» **Dokumenttext**
------------------------------------------------------------
Forderung nach Erziehung
5. November 2023
Vor 60 Jahren begann in Frankfurt am Main der Auschwitzprozess
Als am 20. Dezember 1963 im Plenarsaal des Frankfurter Römers der »Auschwitzprozess« »Gegen Mulka und andere« mit dem Aktenzeichen 4 Ks 2/63 gegen 22 Angeklagte eröffnet wurde, war es ein Wendepunkt in der juristischen Aufarbeitung faschistischer Verbrechen. Zuvor dominierte in der BRD-Gesellschaft im Kalten Krieg und mit dem »Wirtschaftswunder« eine Tendenz, die faschistischen Verbrechen zu verdrängen, zu ignorieren oder einfach zu beschweigen. Die Masse der »Mitläufer« und auch die Täter und politisch Verantwortlichen hatten wieder ihre einflussreichen Positionen in der BRD-Nachkriegsgesellschaft gefunden. Gegen dieses »Nichts mehr wissen wollen« kämpften die Überlebenden der NS-Verfolgung. In der VVN gab seit den 1950er Jahren eine Rechercheabteilung, die Materialien und Zeugenaussagen über faschistische Verbrechen sammelte. Auch international wurden solche Dokumente gesammelt, um Prozesse gegen Naziverbrecher auf den Weg bringen zu können. Im damaligen hessischen Generalstaatsanwalt Fritz Bauer hatten die Antifaschisten einen »Verbündeten«, der – als er von Überlebenden Dokumente aus dem Auschwitzkommandanturbereich erhielt – beim Bundesgerichtshof (BGH) für das Landgericht Frankfurt am Main die Zuständigkeit für alle Verfahren im Zusammenhang mit den Massenverbrechen in Auschwitz beantragte. Dies wurde im April 1959 durch den BGH bestätigt.
------------------------------------------------------------
(Einträge aus einem Zeige-Datensatz)
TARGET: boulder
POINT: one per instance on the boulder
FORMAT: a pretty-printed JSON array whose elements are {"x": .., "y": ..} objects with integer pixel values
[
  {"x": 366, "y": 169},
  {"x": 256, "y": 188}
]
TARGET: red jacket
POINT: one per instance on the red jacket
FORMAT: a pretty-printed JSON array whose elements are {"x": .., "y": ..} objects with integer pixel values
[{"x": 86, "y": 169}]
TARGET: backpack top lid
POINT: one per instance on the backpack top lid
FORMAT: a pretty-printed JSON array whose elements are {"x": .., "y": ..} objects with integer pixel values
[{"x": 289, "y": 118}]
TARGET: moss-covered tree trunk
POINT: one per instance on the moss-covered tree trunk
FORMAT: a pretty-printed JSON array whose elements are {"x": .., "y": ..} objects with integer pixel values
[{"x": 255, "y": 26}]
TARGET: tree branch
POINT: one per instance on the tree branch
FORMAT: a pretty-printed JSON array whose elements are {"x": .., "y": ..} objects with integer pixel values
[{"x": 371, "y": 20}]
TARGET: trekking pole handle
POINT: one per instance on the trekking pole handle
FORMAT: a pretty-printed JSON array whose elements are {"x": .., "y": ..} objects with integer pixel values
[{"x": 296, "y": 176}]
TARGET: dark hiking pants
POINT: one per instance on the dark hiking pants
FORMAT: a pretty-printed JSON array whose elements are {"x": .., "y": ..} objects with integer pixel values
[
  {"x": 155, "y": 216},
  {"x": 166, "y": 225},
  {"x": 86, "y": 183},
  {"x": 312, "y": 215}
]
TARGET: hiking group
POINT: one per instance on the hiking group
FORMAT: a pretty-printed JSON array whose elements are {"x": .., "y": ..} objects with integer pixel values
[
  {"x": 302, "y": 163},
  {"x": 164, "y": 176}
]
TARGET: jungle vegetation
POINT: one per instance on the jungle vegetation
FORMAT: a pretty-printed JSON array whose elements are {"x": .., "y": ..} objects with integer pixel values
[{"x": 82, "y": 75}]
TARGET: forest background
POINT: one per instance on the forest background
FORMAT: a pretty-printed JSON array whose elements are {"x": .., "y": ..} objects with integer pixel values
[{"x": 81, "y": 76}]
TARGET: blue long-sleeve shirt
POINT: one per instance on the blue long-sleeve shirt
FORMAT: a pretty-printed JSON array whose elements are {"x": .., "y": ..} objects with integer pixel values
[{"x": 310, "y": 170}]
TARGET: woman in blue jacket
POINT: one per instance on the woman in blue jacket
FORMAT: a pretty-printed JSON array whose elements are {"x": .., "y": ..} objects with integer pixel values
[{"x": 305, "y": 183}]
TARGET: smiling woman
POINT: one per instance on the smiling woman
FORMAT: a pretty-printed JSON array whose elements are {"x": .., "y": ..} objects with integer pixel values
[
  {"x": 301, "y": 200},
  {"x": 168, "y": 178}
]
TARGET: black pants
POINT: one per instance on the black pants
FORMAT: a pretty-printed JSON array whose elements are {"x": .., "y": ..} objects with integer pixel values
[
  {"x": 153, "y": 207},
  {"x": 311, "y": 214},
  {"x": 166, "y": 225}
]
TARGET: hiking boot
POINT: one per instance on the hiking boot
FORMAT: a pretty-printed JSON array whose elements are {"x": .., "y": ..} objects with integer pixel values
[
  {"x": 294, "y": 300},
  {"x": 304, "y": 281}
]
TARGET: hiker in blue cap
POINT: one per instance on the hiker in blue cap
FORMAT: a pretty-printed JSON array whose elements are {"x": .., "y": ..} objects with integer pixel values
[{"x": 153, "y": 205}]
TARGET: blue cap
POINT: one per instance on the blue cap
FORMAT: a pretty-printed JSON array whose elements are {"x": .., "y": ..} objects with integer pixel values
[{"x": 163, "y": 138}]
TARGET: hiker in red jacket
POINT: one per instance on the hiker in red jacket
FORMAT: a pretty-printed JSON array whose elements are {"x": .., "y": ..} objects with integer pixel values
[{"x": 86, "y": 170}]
------------------------------------------------------------
» **Zu erledigen**
1. Gib die Datensätze von der Zeile mit „TARGET: black pants“ bis zum Ende der Datensätze, beide Grenzen eingeschlossen, vollständig wieder. Verschiebe dabei jeden Koordinatenwert in den Antworten um 122 und lass alle anderen Zeilen unverändert.
2. Schreibe die Fortsetzung des Textes über den Auschwitzprozess, beginnend nach seinem letzten Satz.

» **Die Antworten**
1.
TARGET: black pants
POINT: one per instance on the black pants
FORMAT: a pretty-printed JSON array whose elements are {"x": .., "y": ..} objects with integer pixel values
[
  {"x": 275, "y": 329},
  {"x": 433, "y": 336},
  {"x": 288, "y": 347}
]
TARGET: hiking boot
POINT: one per instance on the hiking boot
FORMAT: a pretty-printed JSON array whose elements are {"x": .., "y": ..} objects with integer pixel values
[
  {"x": 416, "y": 422},
  {"x": 426, "y": 403}
]
TARGET: hiker in blue cap
POINT: one per instance on the hiker in blue cap
FORMAT: a pretty-printed JSON array whose elements are {"x": .., "y": ..} objects with integer pixel values
[{"x": 275, "y": 327}]
TARGET: blue cap
POINT: one per instance on the blue cap
FORMAT: a pretty-printed JSON array whose elements are {"x": .., "y": ..} objects with integer pixel values
[{"x": 285, "y": 260}]
TARGET: hiker in red jacket
POINT: one per instance on the hiker in red jacket
FORMAT: a pretty-printed JSON array whose elements are {"x": .., "y": ..} objects with integer pixel values
[{"x": 208, "y": 292}]

2.
Rudolf Schneider, langjähriger Redakteur der antifaschistischen Wochenzeitung die tat, beschrieb den Prozess folgendermaßen: »In diesem ›größten Massenmordprozess der bundesdeutschen Nachkriegsgeschichte‹ ging es um millionenfachen Mord an Frauen, Männern und Kindern aus fast allen Ländern Europas. Die Angeklagten waren allesamt Angehörige der SS, vom einfachen Dienstgrad bis zum SS-Hauptsturmführer und Lagerkommandanten. Die Anklageschrift, die sich unter anderem auf die Vernehmung von 1.300 Zeugen stützte, umfasste 700 Seiten. Zum Prozess selbst (…) wurden mehrere hundert Zeugen aus 15 Ländern Europas und aus Übersee geladen. Die Aussagen der Überlebenden ließen die unvorstellbaren Schrecken und Grausamkeiten von Auschwitz noch einmal auferstehen. Im Gerichtssaal spielten sich erschütternde Szenen ab, als die ehemaligen Häftlinge ihren Peinigern von einst gegenübertraten. Dokumentiert wurden nicht nur die Untaten der Angeklagten – der Prozess förderte beeindruckendes Beweismaterial über die Verbrechen des deutschen Faschismus und der ihn tragenden Kräfte zutage, über die Hintermänner und Auftraggeber der Angeklagten in Staat und Industrie, die allerdings auf der Anklagebank fehlten. Zeugen und Sachverständige charakterisierten die Verantwortung des IG-Farben-Konzerns bei den in Auschwitz verübten Massenmorden, nicht zuletzt bei der Ausbeutung von Zwangsarbeitern. (…)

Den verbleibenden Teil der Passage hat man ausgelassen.